EXERCISE REQUIREMENTS: Return, word for word, the lines running from the one that contains "Hi there — the client is wondering where exactly the blurred" to the final line of the listing below.

DATA FOR THIS TASK:
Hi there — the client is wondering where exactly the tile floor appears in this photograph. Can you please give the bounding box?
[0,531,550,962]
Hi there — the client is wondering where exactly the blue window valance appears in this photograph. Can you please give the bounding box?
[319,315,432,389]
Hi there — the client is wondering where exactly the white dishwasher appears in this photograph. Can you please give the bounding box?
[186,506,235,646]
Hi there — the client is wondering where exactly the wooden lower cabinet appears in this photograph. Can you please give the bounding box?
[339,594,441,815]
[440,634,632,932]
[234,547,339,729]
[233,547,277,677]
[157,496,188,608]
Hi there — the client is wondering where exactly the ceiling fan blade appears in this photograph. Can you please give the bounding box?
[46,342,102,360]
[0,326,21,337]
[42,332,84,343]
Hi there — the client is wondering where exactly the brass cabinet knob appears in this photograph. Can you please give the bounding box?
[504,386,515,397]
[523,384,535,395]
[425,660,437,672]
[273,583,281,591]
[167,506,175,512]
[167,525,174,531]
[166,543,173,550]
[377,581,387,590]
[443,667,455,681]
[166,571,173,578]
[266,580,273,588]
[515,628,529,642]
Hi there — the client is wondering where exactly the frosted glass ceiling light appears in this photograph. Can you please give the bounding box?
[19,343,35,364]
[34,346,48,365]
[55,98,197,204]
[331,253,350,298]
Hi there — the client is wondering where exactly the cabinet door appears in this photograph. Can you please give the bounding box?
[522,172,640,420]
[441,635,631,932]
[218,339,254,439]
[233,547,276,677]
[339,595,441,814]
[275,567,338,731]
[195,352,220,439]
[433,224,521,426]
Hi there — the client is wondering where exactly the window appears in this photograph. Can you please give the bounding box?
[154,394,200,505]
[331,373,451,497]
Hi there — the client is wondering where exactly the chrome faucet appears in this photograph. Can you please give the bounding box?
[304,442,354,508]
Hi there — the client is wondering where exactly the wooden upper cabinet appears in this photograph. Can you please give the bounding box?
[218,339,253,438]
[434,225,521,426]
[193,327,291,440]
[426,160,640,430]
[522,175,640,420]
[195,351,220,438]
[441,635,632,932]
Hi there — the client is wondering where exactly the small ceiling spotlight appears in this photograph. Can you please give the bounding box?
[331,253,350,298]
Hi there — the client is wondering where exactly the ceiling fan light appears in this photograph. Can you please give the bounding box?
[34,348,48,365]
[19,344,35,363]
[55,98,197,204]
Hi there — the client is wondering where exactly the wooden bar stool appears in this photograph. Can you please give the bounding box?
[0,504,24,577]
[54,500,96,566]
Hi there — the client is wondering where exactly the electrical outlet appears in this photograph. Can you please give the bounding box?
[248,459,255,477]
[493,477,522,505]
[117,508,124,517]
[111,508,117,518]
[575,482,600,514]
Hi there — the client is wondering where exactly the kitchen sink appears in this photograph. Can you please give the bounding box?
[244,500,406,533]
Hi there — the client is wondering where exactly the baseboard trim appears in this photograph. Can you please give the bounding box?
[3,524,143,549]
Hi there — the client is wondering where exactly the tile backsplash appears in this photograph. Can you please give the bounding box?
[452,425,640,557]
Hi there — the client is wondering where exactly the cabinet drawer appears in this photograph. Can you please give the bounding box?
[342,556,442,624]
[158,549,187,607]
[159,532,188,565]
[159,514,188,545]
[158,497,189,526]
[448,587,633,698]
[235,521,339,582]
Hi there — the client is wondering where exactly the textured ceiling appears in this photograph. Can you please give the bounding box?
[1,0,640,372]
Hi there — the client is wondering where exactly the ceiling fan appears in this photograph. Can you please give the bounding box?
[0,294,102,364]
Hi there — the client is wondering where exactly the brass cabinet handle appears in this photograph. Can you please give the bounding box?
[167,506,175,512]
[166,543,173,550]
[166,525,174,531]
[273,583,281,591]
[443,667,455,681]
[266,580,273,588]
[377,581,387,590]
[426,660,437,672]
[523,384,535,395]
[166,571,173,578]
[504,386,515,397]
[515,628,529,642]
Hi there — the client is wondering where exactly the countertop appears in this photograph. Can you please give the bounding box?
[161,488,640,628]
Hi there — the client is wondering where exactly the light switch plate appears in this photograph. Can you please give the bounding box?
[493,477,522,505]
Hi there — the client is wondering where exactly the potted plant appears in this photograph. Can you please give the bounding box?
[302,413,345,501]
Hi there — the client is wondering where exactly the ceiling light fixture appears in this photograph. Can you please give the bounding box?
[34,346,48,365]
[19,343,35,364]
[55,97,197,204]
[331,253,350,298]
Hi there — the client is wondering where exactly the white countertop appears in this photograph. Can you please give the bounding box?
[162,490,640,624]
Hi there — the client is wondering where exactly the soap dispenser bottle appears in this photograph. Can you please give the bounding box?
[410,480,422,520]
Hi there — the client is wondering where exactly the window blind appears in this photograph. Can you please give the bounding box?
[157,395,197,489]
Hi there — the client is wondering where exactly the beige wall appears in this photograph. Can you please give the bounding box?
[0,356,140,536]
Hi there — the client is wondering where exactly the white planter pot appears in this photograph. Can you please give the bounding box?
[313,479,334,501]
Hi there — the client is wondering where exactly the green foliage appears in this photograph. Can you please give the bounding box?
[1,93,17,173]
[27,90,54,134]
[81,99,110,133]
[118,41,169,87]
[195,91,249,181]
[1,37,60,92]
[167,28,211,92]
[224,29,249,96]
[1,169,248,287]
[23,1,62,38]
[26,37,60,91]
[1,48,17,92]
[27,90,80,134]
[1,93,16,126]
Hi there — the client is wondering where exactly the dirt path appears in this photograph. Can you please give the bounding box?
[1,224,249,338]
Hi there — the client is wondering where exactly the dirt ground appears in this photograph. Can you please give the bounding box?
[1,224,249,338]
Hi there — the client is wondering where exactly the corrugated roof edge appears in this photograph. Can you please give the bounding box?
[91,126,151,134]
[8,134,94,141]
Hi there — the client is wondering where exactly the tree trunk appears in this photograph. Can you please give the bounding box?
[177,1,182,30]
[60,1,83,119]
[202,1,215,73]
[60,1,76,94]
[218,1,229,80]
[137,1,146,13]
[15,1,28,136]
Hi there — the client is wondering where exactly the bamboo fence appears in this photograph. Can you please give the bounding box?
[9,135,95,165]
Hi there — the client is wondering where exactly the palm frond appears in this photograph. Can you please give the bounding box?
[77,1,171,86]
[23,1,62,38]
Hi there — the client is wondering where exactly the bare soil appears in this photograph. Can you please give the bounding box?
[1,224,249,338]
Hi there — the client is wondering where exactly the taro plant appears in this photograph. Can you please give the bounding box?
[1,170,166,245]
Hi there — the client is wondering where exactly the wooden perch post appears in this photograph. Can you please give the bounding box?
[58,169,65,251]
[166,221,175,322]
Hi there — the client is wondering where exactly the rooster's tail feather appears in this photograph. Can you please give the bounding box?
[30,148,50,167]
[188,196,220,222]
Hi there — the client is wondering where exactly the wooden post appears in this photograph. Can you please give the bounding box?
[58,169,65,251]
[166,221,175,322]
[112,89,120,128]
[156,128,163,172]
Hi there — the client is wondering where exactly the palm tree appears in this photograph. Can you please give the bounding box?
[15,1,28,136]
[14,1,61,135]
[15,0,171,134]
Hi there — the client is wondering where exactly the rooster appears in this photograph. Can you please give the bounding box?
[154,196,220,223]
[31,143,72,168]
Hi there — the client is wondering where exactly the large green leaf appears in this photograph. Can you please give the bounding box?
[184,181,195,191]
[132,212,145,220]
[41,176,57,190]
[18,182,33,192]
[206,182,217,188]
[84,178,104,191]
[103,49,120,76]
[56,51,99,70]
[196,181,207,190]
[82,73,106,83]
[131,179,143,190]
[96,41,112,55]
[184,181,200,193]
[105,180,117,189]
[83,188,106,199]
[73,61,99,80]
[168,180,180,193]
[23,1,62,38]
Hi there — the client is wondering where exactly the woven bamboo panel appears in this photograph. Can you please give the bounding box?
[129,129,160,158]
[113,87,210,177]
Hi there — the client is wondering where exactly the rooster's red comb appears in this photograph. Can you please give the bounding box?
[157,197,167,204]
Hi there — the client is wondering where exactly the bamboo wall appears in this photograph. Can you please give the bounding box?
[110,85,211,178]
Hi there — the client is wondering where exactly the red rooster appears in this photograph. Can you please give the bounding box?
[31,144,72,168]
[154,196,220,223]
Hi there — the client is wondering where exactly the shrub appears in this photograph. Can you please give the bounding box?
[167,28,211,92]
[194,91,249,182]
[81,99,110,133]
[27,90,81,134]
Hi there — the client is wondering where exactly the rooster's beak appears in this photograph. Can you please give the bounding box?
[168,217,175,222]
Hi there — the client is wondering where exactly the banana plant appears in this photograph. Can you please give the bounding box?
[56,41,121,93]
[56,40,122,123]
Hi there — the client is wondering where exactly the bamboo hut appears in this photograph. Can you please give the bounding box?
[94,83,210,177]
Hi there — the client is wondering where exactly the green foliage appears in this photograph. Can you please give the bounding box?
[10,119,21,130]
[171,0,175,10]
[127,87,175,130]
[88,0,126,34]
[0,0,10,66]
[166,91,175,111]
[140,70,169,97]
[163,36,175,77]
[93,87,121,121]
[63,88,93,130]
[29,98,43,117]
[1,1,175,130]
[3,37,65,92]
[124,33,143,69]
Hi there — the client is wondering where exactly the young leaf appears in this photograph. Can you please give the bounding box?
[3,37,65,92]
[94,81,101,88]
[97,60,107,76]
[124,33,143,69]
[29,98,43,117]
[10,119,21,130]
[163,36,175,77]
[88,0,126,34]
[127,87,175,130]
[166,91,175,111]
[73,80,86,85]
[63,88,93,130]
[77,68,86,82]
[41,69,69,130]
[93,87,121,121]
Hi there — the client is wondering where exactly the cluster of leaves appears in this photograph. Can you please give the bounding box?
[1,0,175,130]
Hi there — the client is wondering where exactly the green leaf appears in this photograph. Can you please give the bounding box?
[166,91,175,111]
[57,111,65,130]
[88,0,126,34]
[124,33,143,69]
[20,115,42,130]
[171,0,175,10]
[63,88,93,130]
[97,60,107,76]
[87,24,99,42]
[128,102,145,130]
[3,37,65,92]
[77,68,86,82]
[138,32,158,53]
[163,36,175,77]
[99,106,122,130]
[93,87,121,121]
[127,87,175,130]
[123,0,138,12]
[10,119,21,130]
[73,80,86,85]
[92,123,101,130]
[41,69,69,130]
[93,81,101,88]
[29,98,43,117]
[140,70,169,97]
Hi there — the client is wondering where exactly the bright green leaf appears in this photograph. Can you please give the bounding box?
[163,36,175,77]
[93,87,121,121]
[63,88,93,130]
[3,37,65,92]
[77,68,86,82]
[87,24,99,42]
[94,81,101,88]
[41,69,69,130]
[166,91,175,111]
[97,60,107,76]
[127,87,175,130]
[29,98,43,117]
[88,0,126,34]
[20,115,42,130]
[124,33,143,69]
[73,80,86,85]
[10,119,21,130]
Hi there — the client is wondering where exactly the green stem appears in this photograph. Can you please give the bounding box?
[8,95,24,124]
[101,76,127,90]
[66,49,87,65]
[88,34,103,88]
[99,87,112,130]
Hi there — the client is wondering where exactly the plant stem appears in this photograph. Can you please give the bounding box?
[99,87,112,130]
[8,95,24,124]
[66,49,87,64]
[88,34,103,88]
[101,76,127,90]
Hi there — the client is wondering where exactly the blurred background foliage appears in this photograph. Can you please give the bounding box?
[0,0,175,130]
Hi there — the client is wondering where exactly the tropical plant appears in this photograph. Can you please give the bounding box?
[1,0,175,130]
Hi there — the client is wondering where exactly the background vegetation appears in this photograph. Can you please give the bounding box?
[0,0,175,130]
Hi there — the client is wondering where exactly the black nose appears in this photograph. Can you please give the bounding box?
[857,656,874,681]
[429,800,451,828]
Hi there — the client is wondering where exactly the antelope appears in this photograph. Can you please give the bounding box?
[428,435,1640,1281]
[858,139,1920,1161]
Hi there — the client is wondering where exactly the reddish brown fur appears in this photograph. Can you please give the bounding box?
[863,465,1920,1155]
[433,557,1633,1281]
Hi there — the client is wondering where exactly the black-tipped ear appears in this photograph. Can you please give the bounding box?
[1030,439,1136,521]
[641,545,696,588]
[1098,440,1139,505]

RESPONSE TO THIS TASK:
Hi there — the client is wondering where exactly the blurred background foliage appears in this photograph. Can you please give the bounding box?
[0,0,175,130]
Hi there — the client is wondering where exactly the tropical plant appears in this photograph. Can you please give the bounding box?
[1,0,175,130]
Hi there — the client is wondering where exactly the background vegetation appears in this photograph. Can you please give the bounding box?
[0,0,175,130]
Hi there — the client is wondering where exactly the black nose appears in this photograph. Can you please give the bounding box?
[857,656,874,681]
[429,800,451,828]
Hi there — the client is wondering where exactly the antelope appears in this photograph. Can you please give the bounding box?
[428,435,1640,1281]
[858,139,1920,1161]
Hi there — the client is wondering where exactly the reddish brown fur appears in this photograph. Can you please give the bounding box?
[863,465,1920,1155]
[433,557,1633,1281]
Hi there — the client is wondering where exactly the black-tipped ear appears in this photograph. Can you please give the bounding box?
[1030,439,1136,521]
[641,545,696,588]
[1098,440,1139,505]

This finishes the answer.